TASK OBJECTIVE:
Reproduce the listing below verbatim, line for line, omitting the pictures from your copy.

++++++++++

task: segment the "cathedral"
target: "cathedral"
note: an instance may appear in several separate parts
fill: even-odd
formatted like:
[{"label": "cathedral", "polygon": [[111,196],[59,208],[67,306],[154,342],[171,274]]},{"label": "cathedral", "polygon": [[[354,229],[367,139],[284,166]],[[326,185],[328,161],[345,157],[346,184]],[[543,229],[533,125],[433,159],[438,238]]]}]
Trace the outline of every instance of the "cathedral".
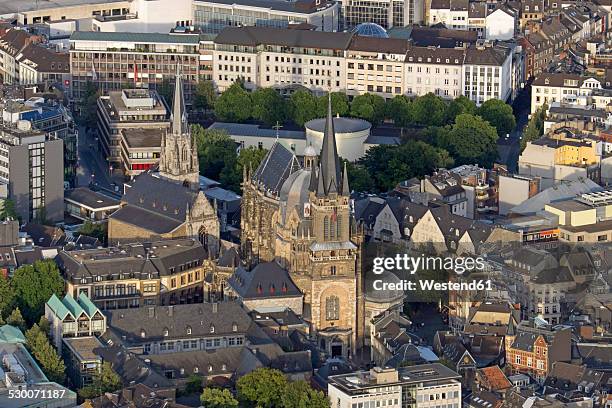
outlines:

++++++++++

CORRECT OUTPUT:
task: segment the "cathedral"
target: "cathedral"
note: an instance may appear in several separate parts
fill: even-odd
formatted like:
[{"label": "cathedral", "polygon": [[111,196],[59,208],[67,306],[154,342],[171,274]]},{"label": "cathedral", "polygon": [[[354,229],[367,139],[284,166]],[[326,185],[328,161],[345,157],[346,184]],[[543,229],[533,125],[433,159],[438,238]]]}]
Trace the outline of every instance of the "cathedral".
outlines:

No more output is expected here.